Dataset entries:
BEGIN

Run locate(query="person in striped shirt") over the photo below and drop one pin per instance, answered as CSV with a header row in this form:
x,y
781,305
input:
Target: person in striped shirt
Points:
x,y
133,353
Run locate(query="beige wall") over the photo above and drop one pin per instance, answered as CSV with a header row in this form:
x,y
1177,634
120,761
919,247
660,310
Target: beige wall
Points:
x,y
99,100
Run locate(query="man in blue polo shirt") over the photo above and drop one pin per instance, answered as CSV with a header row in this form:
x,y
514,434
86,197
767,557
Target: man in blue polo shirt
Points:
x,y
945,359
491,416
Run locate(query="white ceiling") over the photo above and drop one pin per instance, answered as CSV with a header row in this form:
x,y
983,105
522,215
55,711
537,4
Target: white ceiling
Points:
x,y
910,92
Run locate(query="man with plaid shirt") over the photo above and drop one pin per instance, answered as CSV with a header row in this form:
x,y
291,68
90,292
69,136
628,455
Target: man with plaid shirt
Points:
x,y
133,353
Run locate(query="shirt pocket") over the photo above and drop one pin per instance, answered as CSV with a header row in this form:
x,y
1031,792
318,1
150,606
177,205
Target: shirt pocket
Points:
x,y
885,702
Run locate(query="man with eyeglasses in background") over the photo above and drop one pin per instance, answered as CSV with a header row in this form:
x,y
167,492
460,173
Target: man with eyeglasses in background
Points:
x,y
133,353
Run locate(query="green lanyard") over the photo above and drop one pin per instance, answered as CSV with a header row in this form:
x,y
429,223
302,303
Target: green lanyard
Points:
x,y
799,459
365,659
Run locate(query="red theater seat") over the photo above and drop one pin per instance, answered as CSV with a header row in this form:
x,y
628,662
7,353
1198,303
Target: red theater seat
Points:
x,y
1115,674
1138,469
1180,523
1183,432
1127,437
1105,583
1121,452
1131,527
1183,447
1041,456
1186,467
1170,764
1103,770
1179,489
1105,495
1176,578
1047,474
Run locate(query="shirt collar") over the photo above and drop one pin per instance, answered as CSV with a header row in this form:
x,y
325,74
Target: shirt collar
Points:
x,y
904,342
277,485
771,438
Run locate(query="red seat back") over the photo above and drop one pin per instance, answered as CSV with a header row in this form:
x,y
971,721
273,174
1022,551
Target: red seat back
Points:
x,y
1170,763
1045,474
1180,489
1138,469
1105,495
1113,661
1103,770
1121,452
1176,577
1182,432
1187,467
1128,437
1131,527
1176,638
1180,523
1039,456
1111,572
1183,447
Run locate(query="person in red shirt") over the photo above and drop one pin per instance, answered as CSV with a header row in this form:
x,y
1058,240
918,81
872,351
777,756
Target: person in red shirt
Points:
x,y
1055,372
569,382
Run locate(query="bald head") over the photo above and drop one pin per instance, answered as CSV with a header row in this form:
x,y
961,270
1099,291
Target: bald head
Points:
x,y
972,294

END

**Instructions for the task**
Reproduce each line of the records in which the word "wall" appears.

**Response**
Run locate(query="beige wall") over the photo above and drop one pin per instance, answered as CSV with a header row in this form:
Target: beige wall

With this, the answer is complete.